Shape labeling records:

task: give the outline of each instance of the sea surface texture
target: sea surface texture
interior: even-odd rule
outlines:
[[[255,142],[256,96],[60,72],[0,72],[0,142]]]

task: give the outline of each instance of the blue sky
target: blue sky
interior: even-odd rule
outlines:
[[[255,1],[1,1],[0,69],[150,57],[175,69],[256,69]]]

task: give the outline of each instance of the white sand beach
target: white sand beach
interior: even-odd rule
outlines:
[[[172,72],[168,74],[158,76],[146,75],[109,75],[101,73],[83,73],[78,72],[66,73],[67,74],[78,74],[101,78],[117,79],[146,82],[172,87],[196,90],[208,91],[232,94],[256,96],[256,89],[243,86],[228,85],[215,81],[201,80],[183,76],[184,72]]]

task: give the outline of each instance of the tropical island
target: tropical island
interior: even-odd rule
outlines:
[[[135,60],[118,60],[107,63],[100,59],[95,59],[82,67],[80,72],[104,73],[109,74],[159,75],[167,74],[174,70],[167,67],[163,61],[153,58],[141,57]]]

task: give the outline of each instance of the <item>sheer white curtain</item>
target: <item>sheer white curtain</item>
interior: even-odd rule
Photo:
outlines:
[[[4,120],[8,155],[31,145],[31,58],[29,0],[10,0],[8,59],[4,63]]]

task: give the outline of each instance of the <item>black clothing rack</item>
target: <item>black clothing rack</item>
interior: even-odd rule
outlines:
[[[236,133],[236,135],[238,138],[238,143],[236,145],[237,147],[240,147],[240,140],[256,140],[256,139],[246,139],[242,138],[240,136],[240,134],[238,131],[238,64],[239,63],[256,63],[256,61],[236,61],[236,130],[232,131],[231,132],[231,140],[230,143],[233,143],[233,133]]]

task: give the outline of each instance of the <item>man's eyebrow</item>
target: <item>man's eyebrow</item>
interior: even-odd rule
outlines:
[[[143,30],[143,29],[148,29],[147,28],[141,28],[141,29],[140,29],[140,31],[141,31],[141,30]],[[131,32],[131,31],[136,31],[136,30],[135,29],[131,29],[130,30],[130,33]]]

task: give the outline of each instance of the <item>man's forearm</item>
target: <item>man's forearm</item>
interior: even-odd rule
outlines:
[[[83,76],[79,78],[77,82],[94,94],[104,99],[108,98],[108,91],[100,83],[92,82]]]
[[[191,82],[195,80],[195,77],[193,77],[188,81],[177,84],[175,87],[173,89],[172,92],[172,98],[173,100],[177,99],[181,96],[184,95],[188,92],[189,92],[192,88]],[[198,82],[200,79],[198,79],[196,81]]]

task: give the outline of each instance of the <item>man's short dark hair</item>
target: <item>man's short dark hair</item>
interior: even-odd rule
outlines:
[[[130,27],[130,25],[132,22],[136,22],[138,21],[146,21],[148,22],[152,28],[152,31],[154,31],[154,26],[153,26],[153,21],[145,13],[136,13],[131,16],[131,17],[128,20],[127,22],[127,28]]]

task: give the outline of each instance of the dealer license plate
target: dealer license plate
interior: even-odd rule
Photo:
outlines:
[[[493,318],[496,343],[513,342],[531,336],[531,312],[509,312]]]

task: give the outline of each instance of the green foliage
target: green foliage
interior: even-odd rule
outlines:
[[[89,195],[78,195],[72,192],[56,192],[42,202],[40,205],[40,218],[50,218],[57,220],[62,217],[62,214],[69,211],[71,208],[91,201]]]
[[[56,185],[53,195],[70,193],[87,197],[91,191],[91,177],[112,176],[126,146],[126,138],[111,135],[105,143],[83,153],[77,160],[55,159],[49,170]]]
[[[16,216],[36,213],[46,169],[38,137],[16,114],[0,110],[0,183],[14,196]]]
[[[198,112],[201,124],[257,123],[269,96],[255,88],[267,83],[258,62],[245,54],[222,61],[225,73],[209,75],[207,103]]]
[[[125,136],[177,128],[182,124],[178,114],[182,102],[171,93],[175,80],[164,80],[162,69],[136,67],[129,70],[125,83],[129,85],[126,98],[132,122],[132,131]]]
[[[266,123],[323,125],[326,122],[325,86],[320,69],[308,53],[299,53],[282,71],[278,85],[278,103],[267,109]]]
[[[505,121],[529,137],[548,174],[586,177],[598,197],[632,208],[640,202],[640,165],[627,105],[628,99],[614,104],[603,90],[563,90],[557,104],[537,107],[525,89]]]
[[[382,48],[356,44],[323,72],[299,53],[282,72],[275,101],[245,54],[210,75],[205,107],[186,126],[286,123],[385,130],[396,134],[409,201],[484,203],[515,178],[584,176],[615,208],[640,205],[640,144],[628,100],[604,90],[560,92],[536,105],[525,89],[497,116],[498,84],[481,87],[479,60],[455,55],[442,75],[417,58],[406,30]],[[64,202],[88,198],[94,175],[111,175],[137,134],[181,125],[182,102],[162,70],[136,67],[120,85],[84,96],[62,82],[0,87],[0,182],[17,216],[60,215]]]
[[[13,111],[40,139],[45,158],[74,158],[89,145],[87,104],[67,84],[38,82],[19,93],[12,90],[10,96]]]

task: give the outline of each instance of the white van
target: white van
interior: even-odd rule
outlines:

(What to produce):
Lay out all the lines of the items above as a numbered list, skipping the blank lines.

(Answer to the exercise):
1. task: give the outline of each instance of the sea surface texture
2. target: sea surface texture
3. interior: even-odd rule
4. outlines:
5. [[[255,142],[256,96],[60,72],[0,72],[0,142]]]
6. task: give the outline of each instance of the blue sky
7. target: blue sky
8. interior: even-odd rule
9. outlines:
10. [[[255,1],[1,1],[0,69],[150,57],[175,69],[256,69]]]
11. task: give the outline of each instance of the white sand beach
12. target: white sand beach
13. interior: even-odd rule
14. outlines:
15. [[[172,72],[168,74],[158,76],[146,75],[109,75],[101,73],[83,73],[78,72],[66,73],[67,74],[78,74],[101,78],[117,79],[146,82],[172,87],[196,90],[208,91],[232,94],[256,96],[256,89],[243,86],[228,85],[215,81],[201,80],[183,76],[184,72]]]
16. task: give the outline of each instance of the tropical island
17. target: tropical island
18. interior: even-odd rule
19. outlines:
20. [[[135,60],[118,60],[107,63],[100,59],[95,59],[82,67],[80,72],[104,73],[109,74],[159,75],[167,74],[174,70],[167,67],[163,61],[153,58],[141,57]]]
21. task: give the outline of each instance of the <item>sheer white curtain</item>
22. target: <item>sheer white curtain</item>
23. interior: even-odd rule
24. Photo:
25. outlines:
26. [[[4,120],[8,155],[31,145],[31,58],[29,0],[10,0],[8,59],[4,63]]]
27. task: give the outline of each instance of the <item>black clothing rack</item>
28. target: <item>black clothing rack</item>
29. interior: even-odd rule
30. outlines:
31. [[[236,133],[236,135],[238,138],[238,143],[236,145],[237,147],[240,147],[240,140],[256,140],[256,139],[246,139],[242,138],[240,136],[240,134],[238,131],[238,64],[239,63],[256,63],[256,61],[236,61],[236,130],[232,131],[231,132],[231,140],[230,143],[233,143],[233,133]]]
32. task: give the outline of each instance of the <item>man's eyebrow</item>
33. target: <item>man's eyebrow</item>
34. interior: even-odd rule
35. outlines:
36. [[[143,30],[143,29],[148,29],[147,28],[141,28],[141,29],[140,29],[140,31],[141,31],[141,30]],[[131,32],[131,31],[136,31],[136,30],[135,29],[131,29],[130,30],[130,33]]]
37. task: give the outline of each instance of the <item>man's forearm</item>
38. target: <item>man's forearm</item>
39. interior: even-odd rule
40. outlines:
41. [[[83,76],[79,78],[77,82],[94,94],[104,99],[108,98],[108,91],[100,83],[92,82]]]
42. [[[191,82],[195,80],[195,77],[193,77],[188,81],[177,84],[175,87],[173,89],[172,92],[172,98],[173,100],[177,99],[181,96],[184,95],[188,92],[189,92],[192,88]],[[198,82],[200,79],[198,79],[196,81]]]
43. task: give the outline of each instance of the <item>man's short dark hair</item>
44. target: <item>man's short dark hair</item>
45. interior: even-odd rule
46. outlines:
47. [[[130,27],[130,25],[132,22],[136,22],[138,21],[146,21],[148,22],[152,28],[152,31],[154,31],[154,26],[153,26],[153,21],[145,13],[136,13],[131,16],[131,17],[128,20],[127,22],[127,28]]]
48. task: give the outline of each instance of the dealer license plate
49. target: dealer license plate
50. interior: even-odd rule
51. Photo:
52. outlines:
53. [[[493,318],[496,343],[513,342],[531,336],[531,312],[509,312]]]
54. task: give the outline of each instance of the green foliage
55. target: green foliage
56. interior: even-odd rule
57. outlines:
58. [[[89,195],[78,195],[72,192],[56,192],[42,202],[40,205],[40,218],[50,218],[57,220],[62,217],[62,214],[69,211],[71,208],[91,201]]]
59. [[[56,185],[53,195],[70,193],[87,197],[91,191],[91,177],[112,176],[126,146],[126,138],[111,135],[105,143],[83,153],[77,160],[55,159],[49,170]]]
60. [[[16,216],[36,213],[46,169],[38,137],[16,114],[0,110],[0,183],[14,196]]]
61. [[[198,112],[201,124],[257,123],[269,96],[255,88],[267,83],[258,62],[245,54],[222,61],[225,73],[209,75],[207,103]]]
62. [[[125,136],[177,128],[182,124],[178,114],[182,102],[171,93],[175,80],[164,80],[162,69],[136,67],[129,70],[125,83],[129,85],[126,98],[132,122],[132,131]]]
63. [[[266,123],[323,125],[326,122],[325,86],[320,69],[308,53],[299,53],[282,71],[278,85],[278,103],[267,109]]]
64. [[[505,121],[529,137],[548,174],[586,177],[598,197],[632,208],[640,202],[640,165],[627,105],[628,99],[614,104],[603,90],[563,90],[557,104],[537,107],[525,89]]]
65. [[[382,48],[356,44],[323,72],[299,53],[282,72],[275,101],[245,54],[210,75],[205,107],[186,126],[286,123],[385,130],[396,134],[409,201],[484,203],[515,178],[584,176],[615,208],[640,205],[640,144],[628,100],[604,90],[560,92],[536,105],[525,89],[497,116],[498,84],[481,87],[479,60],[455,55],[442,75],[417,58],[406,30]],[[64,202],[88,198],[94,175],[111,175],[137,134],[181,125],[182,102],[162,70],[136,67],[120,85],[84,96],[62,82],[0,87],[0,182],[17,216],[60,215]]]
66. [[[13,111],[40,139],[45,158],[74,158],[89,145],[87,104],[67,84],[38,82],[19,93],[12,90],[10,96]]]
67. task: give the outline of each instance of the white van
68. target: white van
69. interior: even-odd rule
70. outlines:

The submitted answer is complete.